- _Listing_:
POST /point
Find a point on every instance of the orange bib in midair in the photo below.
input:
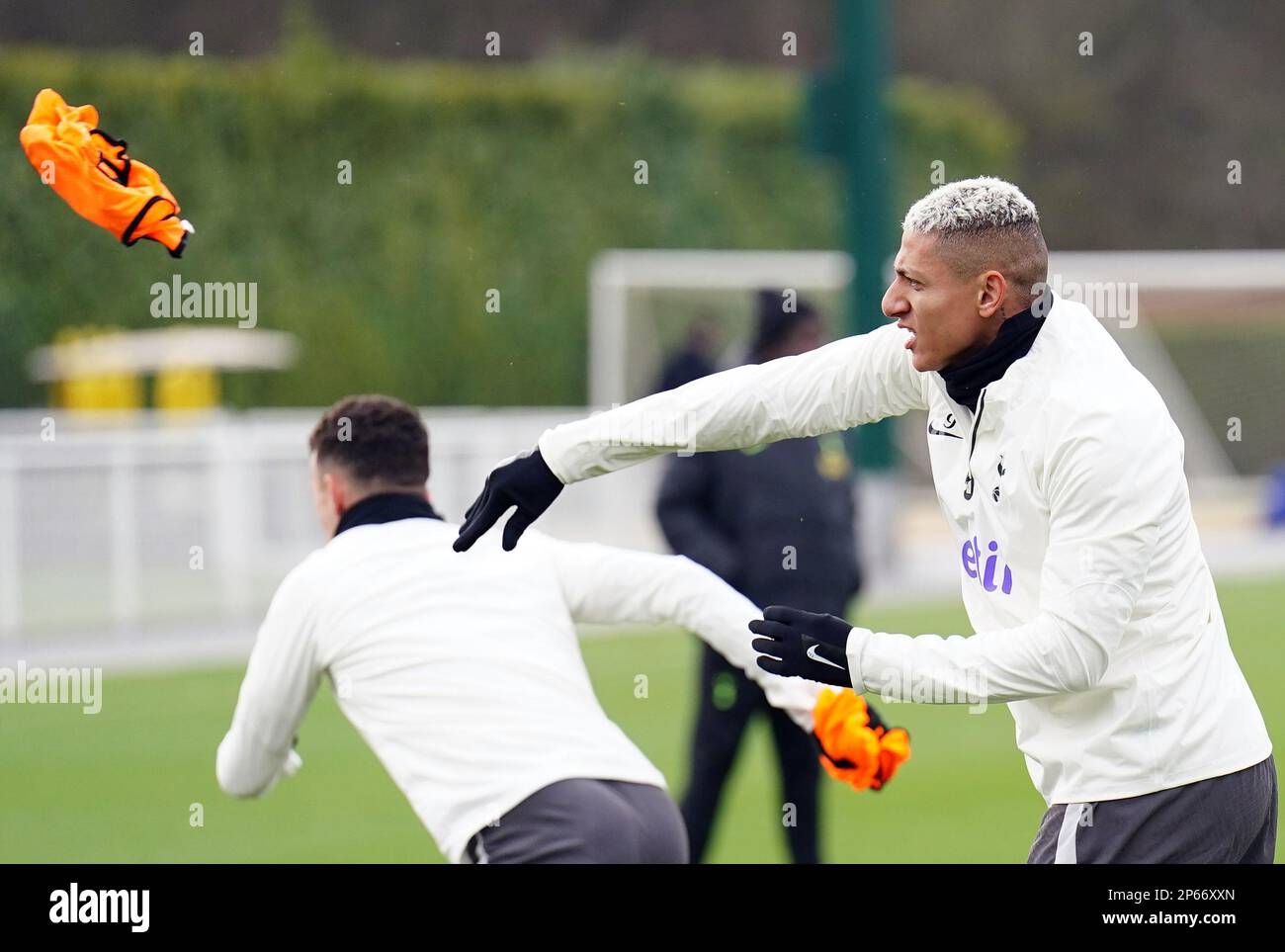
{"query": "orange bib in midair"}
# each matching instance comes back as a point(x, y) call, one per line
point(90, 170)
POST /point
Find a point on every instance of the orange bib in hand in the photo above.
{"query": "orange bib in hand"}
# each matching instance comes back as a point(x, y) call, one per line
point(90, 170)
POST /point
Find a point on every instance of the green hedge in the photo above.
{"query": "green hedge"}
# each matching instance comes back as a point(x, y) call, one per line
point(466, 177)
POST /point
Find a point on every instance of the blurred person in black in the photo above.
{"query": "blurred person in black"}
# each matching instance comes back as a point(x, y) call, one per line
point(778, 523)
point(694, 359)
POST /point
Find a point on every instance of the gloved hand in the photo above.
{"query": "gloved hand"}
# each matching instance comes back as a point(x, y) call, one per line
point(525, 481)
point(856, 748)
point(802, 644)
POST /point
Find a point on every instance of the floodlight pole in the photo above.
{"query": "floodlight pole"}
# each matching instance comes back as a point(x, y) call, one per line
point(847, 119)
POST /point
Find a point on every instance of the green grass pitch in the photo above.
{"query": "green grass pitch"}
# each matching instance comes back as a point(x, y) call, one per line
point(120, 787)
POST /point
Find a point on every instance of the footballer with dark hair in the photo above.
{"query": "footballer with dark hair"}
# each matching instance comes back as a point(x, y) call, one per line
point(464, 674)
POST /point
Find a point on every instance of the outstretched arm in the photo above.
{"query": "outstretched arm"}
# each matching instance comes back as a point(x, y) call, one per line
point(604, 584)
point(281, 680)
point(857, 380)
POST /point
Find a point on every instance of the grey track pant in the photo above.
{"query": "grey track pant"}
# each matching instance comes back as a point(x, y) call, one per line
point(1222, 820)
point(586, 822)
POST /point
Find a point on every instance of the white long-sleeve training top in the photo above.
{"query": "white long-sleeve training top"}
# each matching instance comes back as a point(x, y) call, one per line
point(1093, 609)
point(463, 671)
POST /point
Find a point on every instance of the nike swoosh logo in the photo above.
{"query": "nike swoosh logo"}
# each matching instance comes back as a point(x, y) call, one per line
point(814, 656)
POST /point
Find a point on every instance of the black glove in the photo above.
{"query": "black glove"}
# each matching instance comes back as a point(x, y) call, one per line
point(527, 483)
point(802, 644)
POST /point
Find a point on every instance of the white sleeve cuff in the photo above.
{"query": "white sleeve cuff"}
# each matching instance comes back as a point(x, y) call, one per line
point(856, 647)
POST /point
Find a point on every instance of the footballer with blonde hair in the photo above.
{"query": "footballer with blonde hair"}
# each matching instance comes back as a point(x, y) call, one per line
point(1059, 472)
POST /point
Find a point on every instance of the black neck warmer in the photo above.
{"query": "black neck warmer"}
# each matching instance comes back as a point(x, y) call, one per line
point(964, 381)
point(386, 507)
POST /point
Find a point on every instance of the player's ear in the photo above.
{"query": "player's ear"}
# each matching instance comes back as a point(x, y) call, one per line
point(990, 293)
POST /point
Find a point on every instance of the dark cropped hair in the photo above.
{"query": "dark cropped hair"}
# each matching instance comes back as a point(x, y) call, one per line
point(376, 438)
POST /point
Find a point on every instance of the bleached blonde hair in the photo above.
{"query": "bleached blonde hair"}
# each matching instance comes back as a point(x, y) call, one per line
point(985, 223)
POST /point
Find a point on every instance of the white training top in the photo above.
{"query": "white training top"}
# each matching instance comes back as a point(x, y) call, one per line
point(463, 669)
point(1080, 568)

- _Requirement_: Express every entry above as a two-column CSV headed entry_text,answer, one row per entry. Put each entry's text and its answer in one quoted field apiece, with line breaks replaced by spaces, and leave the pictures out.

- _Exercise output_:
entry_text,answer
"POST /point Find a point on every instance of the orange bib in midair in the photo below. input: {""query"": ""orange bib in midair""} # each matching instance comes back as a point(x, y) call, one per line","point(90, 170)"
"POST /point Find a point on every instance of the orange bib in hand in the photo above. {""query"": ""orange bib in hand""} # each matching instance comes back as a point(x, y) call, one per line","point(90, 170)"
"POST /point Find a point on every instance of the green hedge in the photo above. {""query"": ""green hedge""} # each matching instance comes back as a point(x, y) call, one per line","point(466, 177)"
"POST /point Find a point on every instance of the blurred person in black in the photo above. {""query"": ""blurred person in black""} # each matching instance comes back as a point(x, y) call, one per line","point(778, 523) point(694, 359)"
"POST /point Find a point on every instance of the gloved hand in the photo above. {""query"": ""gloved hand""} # each matching instance comes back as a point(x, y) call, one per line","point(525, 481) point(856, 748) point(802, 644)"
"POST /point Find a point on every instance of the floodlight pole in the photo above. {""query"": ""floodlight pole""} # each matching instance comes back as a point(x, y) call, one per line","point(847, 119)"
"POST /point Find a point on every instance of the green grass pitch in the photo above. {""query"": ""green grass pitch""} # each matching instance comes back as a point(x, y) call, one per line","point(120, 787)"
"POST /point Find a point on every instance of the footballer with dark hair in the photo above. {""query"": ""footballer with dark hair""} # each matching instance comes back as a point(x, y) call, one per line","point(464, 674)"
"POST /point Find a point on every instance of the outstretched arm in the photo above. {""query"": ""outstretched arm""} # each matching instance comes back as a point(x, y) call, one per line","point(604, 584) point(281, 680) point(857, 380)"
"POST /point Find a point on every instance of the grey track pant in the photo above. {""query"": ""grey track pant""} # each matching instance comes back as a point(x, y) call, one per line","point(1222, 820) point(586, 822)"
"POST /point Find a point on every instance of the white long-sleeve training top in the photo above. {""query"": ""white long-sleeve training top""} # each matching instance comes back as a point(x, y) call, one per line","point(1093, 609) point(463, 671)"
"POST /point Find a point on every instance of the nike swoosh logo in the photo above. {""query"": ""nike swoosh logo""} # each matching instance comes back as a point(x, y) call, one per line","point(814, 656)"
"POST /point Find a point on every instance of the black glove in the photo above. {""query"": ""black glove""} # each matching instance comes back as a point(x, y) call, one per line","point(527, 483) point(802, 644)"
"POST /point Find a point on every instance of the white sleeve cuff in the photo above. {""query"": ""white sleeve cuff""} # each matching instance comes back as a point(x, y) call, one per line","point(856, 647)"
"POST /point Find a point on every instance of the footballer with blonde hair in the photo above. {""query"": ""footballer with blonde hair""} # each matching instance comes back as a point(x, y) call, one per line","point(1059, 472)"
"POST /point Find a point on every instance of the black neck warmer in the photo above. {""query"": ""black neck warmer""} # each matching instance comes back as a point(x, y) call, one per line","point(964, 381) point(386, 507)"
"POST /point Find a point on every instance of the player's ear in the photo above. {""query"": ""player's ear""} # each matching instance comes back as a point(x, y) call, one per line","point(990, 293)"
"POST /point Find a point on every instance of the dark cropped hair in the photo above. {""query"": ""dark cropped hair""} # each matching instance comes back as a point(x, y) call, one per line","point(376, 438)"
"POST /point Find a point on every instance of the bleached blonde hair in the photo above. {""query"": ""bleached blonde hair""} # each matching instance comes back as a point(x, y) call, one per line","point(985, 223)"
"POST /point Find a point on every instance of the white training top in the photo above. {""query"": ""white training top""} # each matching instance comes back as a point(x, y) call, one per line","point(463, 669) point(1080, 568)"